- Tasks and exercises -
(A) Duplicate the passage on Cleopatra of Thrace, starting with "There were many" and going on through "her weaving loom.".
(B) Pick up the passage on Cleopatra of Thrace after its final sentence and continue it.

-- start Supplied passage --

This Cleopatra lived in Thrace, as far north in the Greek world as Alexandria was south. She was a respectable granddaughter
of the founder of Athens, married, a mother, cast out by a barbarian husband and his new wife. Her fate was to watch the blinding
of her two sons – and then to die with them, of hunger and thirst, inside a cold, dark cave.
There were many plays from classical Athens that told of this Cleopatra. If anyone would have known exactly how many it would
have been one of the men who ruled the Ptolemies’ catalogues. Only here in the new Greece, on the delta of the Nile, could
a studious reader discover all the many ways in which King Phineus of Thrace had married, unmarried and remarried; and how
his second wife had blinded the children of the first with the sharp shuttles of her weaving loom.

-- end Supplied passage --
-- start Data excerpts --

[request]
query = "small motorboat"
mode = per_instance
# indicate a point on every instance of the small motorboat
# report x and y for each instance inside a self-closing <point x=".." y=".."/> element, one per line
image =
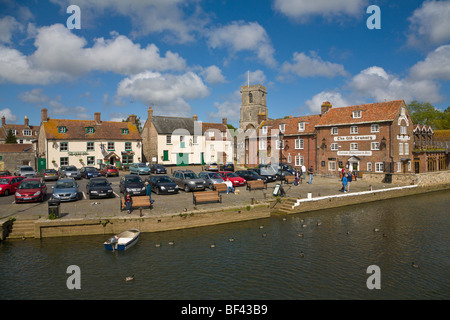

-- end Data excerpts --

- The results -
(A)
There were many plays from classical Athens that told of this Cleopatra. If anyone would have known exactly how many it would
have been one of the men who ruled the Ptolemies’ catalogues. Only here in the new Greece, on the delta of the Nile, could
a studious reader discover all the many ways in which King Phineus of Thrace had married, unmarried and remarried; and how
his second wife had blinded the children of the first with the sharp shuttles of her weaving loom.

(B)
Sophocles, the greatest dramatist of Athens, three times told this same tale of the trials faced by his heroine in a distant
wilderness, twisting the elements of the plot this way and that way in order to show the whole in all its horror. He also
used the story in a fourth play,
Antigone
, one of the rare plays that still survives, one of the best known of all Greek plays, the tragedy of a Theban princess, the
daughter of Oedipus, the noble daughter who defied the law to give her rebel brother a sacred burial banned by the state and
is condemned for that to a prison cave and death by starvation.
So we can still read about the ex-celebrity Cleopatra of Athens and Thrace. But, like so many classical subjects, we have
to see her though her likeness to someone else, the now famous Antigone of Thebes. The doomed Cleopatra of the North Wind
is one of the examples shown to Oedipus’s own doomed daughter by her chorus of sympathetic attendants. The message is that
many other royal women havestood, inevitably briefly, against inescapable fate. Antigone, starving in darkness for giving her brother a decent burial,
is supposed to be comforted by that.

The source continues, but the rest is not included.